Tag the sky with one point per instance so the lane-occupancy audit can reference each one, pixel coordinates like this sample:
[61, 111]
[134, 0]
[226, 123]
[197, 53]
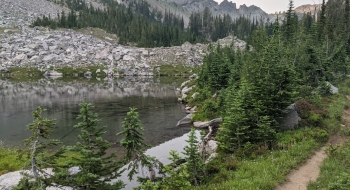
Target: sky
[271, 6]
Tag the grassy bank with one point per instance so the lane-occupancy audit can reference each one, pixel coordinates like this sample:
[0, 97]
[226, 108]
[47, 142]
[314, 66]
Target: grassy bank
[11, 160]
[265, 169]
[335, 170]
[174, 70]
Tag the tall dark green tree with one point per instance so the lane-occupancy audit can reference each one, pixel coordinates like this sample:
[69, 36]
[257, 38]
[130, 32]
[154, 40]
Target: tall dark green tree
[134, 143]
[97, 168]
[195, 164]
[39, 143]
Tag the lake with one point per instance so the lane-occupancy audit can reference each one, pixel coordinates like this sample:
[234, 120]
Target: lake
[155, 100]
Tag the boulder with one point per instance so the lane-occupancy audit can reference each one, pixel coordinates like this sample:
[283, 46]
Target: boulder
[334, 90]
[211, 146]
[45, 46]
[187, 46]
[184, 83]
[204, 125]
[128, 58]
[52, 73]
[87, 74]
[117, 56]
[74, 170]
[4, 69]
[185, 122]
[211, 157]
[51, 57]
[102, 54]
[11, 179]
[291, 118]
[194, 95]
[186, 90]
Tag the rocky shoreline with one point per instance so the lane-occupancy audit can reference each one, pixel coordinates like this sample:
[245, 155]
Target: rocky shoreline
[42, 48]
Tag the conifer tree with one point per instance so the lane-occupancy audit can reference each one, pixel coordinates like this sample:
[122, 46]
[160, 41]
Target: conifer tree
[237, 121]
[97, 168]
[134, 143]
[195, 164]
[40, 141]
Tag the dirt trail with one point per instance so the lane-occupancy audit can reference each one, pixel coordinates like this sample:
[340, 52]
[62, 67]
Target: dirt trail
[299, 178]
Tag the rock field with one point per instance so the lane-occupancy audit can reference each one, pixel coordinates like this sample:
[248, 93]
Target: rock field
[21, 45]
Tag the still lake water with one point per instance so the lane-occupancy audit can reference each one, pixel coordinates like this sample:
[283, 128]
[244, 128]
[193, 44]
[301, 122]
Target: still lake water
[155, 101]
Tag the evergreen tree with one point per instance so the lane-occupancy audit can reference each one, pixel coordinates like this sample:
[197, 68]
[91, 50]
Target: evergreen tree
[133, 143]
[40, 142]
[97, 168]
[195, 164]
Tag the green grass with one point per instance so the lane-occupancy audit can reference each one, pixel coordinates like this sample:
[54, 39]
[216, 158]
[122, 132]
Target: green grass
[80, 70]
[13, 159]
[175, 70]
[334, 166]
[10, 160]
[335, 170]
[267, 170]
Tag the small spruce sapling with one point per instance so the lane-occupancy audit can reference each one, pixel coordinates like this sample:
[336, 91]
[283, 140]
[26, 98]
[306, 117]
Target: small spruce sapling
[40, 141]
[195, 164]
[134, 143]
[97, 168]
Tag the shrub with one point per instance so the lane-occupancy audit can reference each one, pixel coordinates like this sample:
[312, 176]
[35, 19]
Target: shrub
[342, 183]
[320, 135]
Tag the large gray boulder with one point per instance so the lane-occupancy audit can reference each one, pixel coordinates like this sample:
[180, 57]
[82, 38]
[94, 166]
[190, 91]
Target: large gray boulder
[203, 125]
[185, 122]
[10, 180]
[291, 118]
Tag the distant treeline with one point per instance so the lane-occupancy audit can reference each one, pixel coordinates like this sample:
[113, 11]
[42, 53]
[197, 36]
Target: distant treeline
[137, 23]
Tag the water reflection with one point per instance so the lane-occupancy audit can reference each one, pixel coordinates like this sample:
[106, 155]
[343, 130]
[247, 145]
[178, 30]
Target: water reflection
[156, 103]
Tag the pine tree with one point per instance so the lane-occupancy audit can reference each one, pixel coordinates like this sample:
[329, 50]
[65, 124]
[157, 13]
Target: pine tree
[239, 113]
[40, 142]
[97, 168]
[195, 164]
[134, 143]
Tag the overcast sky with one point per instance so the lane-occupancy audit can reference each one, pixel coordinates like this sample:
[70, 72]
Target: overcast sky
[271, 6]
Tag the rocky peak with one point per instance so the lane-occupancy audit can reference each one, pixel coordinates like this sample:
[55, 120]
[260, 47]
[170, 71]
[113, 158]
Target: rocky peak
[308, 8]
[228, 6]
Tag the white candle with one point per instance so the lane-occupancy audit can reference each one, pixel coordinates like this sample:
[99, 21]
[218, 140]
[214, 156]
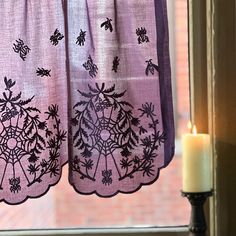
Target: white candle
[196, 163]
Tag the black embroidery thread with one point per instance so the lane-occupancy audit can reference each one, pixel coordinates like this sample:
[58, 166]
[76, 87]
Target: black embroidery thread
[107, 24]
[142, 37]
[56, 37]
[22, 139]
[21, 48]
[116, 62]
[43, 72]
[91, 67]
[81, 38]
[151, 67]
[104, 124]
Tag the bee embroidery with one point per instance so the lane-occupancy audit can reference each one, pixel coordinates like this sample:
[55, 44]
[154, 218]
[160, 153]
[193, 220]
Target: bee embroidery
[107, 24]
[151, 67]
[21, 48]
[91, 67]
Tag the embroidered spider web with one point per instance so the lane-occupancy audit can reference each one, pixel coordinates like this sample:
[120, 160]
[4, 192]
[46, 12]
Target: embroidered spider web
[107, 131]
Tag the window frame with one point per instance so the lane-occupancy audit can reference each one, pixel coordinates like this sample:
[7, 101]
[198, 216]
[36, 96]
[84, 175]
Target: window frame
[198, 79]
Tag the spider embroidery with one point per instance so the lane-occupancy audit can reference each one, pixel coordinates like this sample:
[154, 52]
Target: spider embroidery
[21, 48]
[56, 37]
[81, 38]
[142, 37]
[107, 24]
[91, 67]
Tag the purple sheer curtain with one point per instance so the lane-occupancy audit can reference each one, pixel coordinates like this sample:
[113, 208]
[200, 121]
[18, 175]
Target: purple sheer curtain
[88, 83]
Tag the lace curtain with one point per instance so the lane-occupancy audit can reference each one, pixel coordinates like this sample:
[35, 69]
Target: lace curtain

────────────────

> The problem
All of the lines above should be retyped precisely, apart from the pictures.

> Solution for this task
Tag the sky with one point per instance so the lane-occupancy audit can reference each one, pixel coordinates like this sample:
[61, 111]
[134, 0]
[226, 123]
[197, 53]
Target: sky
[271, 6]
Tag the grassy bank with one point per instance so the lane-occupancy audit can reference each one, pixel coordinates like this sample:
[0, 97]
[226, 108]
[47, 142]
[314, 66]
Target: grassy bank
[11, 160]
[265, 169]
[335, 170]
[174, 70]
Tag the tall dark green tree with one point per instance so the lane-occupancy audit can reference each one, pixel coordinates like this sample:
[69, 36]
[257, 38]
[130, 32]
[154, 40]
Target: tall dark green tree
[134, 143]
[97, 168]
[195, 164]
[39, 143]
Tag the lake with one point per instance so the lane-occupancy audit can reference each one, pixel coordinates like this sample:
[234, 120]
Target: lake
[155, 100]
Tag the boulder with one point per instance so the lane-occupancy audit can reference each one, pixel coordinates like this sample:
[283, 46]
Target: boulder
[334, 90]
[211, 146]
[45, 46]
[187, 46]
[184, 83]
[204, 125]
[128, 58]
[52, 73]
[87, 74]
[117, 56]
[74, 170]
[4, 69]
[185, 122]
[211, 157]
[51, 57]
[102, 54]
[11, 179]
[291, 118]
[194, 95]
[186, 90]
Tag the rocky shoreline with one point per instance so the lane-occupancy audit can reference each one, pixel coordinates like this sample:
[245, 155]
Target: rocky shoreline
[42, 48]
Tag the conifer tree with one point per instance so the lane-occupancy audit can reference each one, pixel coordinates like this sample:
[122, 46]
[160, 41]
Target: conifer tree
[237, 121]
[97, 168]
[134, 143]
[195, 164]
[40, 141]
Tag the dirt trail with one point per instance so the lane-occupancy audit can reference each one, pixel coordinates like this sample:
[340, 52]
[62, 67]
Target: dirt trail
[299, 178]
Tag the rock field with one point per instance so the lane-occupancy audit can reference each one, pixel coordinates like this sample:
[248, 93]
Target: rock field
[21, 45]
Tag the still lake water with one point per instance so the lane-occupancy audit can reference each one, pixel coordinates like this sample:
[283, 128]
[244, 128]
[193, 44]
[301, 122]
Target: still lake water
[155, 101]
Tag the evergreen tree with one point per instance so the lane-occupancy audit can reference each one, pixel coordinates like this sample:
[197, 68]
[91, 50]
Target: evergreen tree
[133, 143]
[40, 142]
[97, 168]
[195, 164]
Tag the green grass with one point per instance so the lane-occupancy audit can reference each one, pixel coordinates like this sample:
[54, 39]
[216, 158]
[122, 132]
Target: green grass
[80, 70]
[13, 159]
[175, 70]
[334, 166]
[10, 160]
[335, 170]
[267, 170]
Tag the small spruce sapling with one point per instance so the lane-occupancy audit can reference each one, pixel coordinates like this sample:
[336, 91]
[283, 140]
[26, 98]
[306, 117]
Target: small spruce sapling
[40, 141]
[195, 164]
[134, 143]
[97, 168]
Tag the shrub with one point per instance so the lane-occupancy audit can reference each one, pixel coordinates like this sample:
[312, 176]
[35, 19]
Target: shrub
[342, 183]
[320, 135]
Tag the large gray boulder with one point per instance so the lane-occupancy audit can reference each one, pixel coordinates like this sample:
[180, 57]
[82, 38]
[94, 166]
[190, 91]
Target: large gray boulder
[203, 125]
[185, 122]
[10, 180]
[291, 118]
Tag the distant treeline with one point per instance so the lane-occupancy audit can reference each one, pixel coordinates like this sample:
[113, 11]
[42, 53]
[197, 36]
Target: distant treeline
[137, 23]
Tag the water reflection with one point per instance so the lane-occupancy audit can reference each one, pixel coordinates like this sample:
[106, 155]
[343, 130]
[247, 145]
[178, 30]
Target: water reflection
[156, 103]
Tag the pine tree with one point per instance so the lane-occupancy audit can reference each one, pixel coordinates like this sample:
[329, 50]
[65, 124]
[157, 13]
Target: pine tree
[239, 113]
[40, 142]
[97, 168]
[195, 164]
[134, 143]
Tag the overcast sky with one point per instance so the lane-occupancy audit can reference each one, pixel coordinates like this sample:
[70, 72]
Target: overcast sky
[271, 6]
Tag the rocky peak with one point per instance so the lane-occupancy audit can reference each one, pixel coordinates like this sample:
[55, 120]
[260, 47]
[170, 71]
[113, 158]
Target: rocky peak
[308, 8]
[228, 6]
Tag the white candle with one point per instance so the lane-occupancy audit can reference each one, pixel coordinates like this sample:
[99, 21]
[218, 140]
[214, 156]
Target: white candle
[196, 163]
Tag the black embroidery thread with one point per instance so the lane-occupancy audit can reference each one, pixel coordinates like this sample:
[58, 166]
[76, 87]
Target: black embroidery thread
[107, 24]
[142, 37]
[56, 37]
[22, 139]
[21, 48]
[116, 62]
[43, 72]
[91, 67]
[81, 38]
[151, 67]
[104, 124]
Tag the bee embroidery with one point per instance so the lane-occupancy audit can reference each one, pixel coordinates like this sample:
[55, 44]
[154, 218]
[160, 153]
[193, 220]
Target: bee embroidery
[107, 24]
[151, 67]
[21, 48]
[91, 67]
Tag the embroidered spider web with one point per instance so the lane-occupancy audit can reference each one, pixel coordinates like this sample:
[120, 160]
[4, 192]
[46, 12]
Target: embroidered spider web
[107, 131]
Tag the window frame with one point per instance so the lane-occupancy audit can reference each one, pixel coordinates like this sample:
[7, 101]
[198, 216]
[36, 96]
[84, 175]
Target: window frame
[198, 79]
Tag the spider embroidery with one point per instance so the lane-occupancy audit can reference each one, pixel coordinates like this sample:
[154, 52]
Target: spider embroidery
[21, 48]
[56, 37]
[81, 38]
[142, 37]
[107, 24]
[91, 67]
Tag the purple sheer curtain with one point per instance so the lane-occupancy audit can reference each one, pixel coordinates like this sample:
[113, 208]
[200, 121]
[18, 175]
Target: purple sheer curtain
[88, 83]
Tag the lace curtain with one point per instance so the lane-occupancy audit can reference each one, pixel coordinates like this sample:
[35, 69]
Target: lace curtain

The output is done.